## The task
Using the listing below, retype exactly the lines starting at the one with "Examine the picture" and ending at the one with "Target: concrete walkway", and include both.

## Supplied entries

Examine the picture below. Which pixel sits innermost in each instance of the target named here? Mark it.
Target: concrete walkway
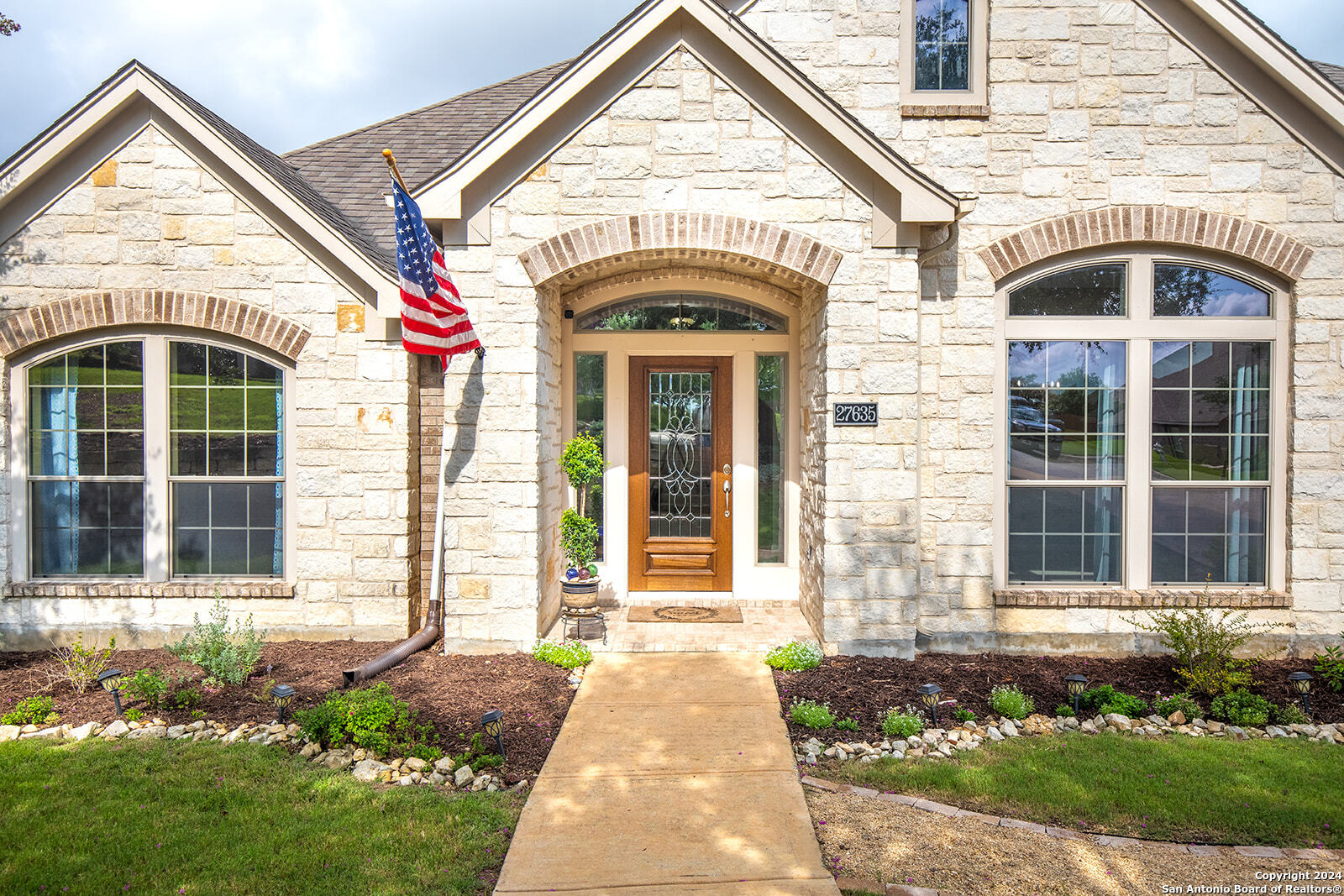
--
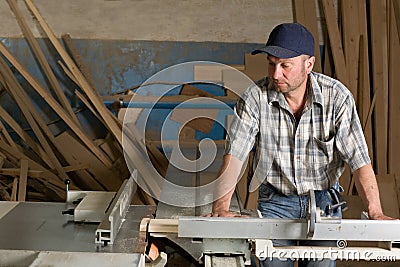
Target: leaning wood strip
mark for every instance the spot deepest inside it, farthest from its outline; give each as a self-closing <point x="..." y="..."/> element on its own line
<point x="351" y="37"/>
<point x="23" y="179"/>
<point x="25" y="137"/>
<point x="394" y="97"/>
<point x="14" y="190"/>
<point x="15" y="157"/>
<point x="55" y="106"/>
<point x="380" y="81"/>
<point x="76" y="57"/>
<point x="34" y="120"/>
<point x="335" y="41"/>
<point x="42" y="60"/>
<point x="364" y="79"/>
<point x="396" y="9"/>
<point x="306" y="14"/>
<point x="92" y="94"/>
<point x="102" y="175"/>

## Response area
Examine the picture below. Which pixel sits innermost in each instance of the target named here? Mark it.
Target: concrete walkway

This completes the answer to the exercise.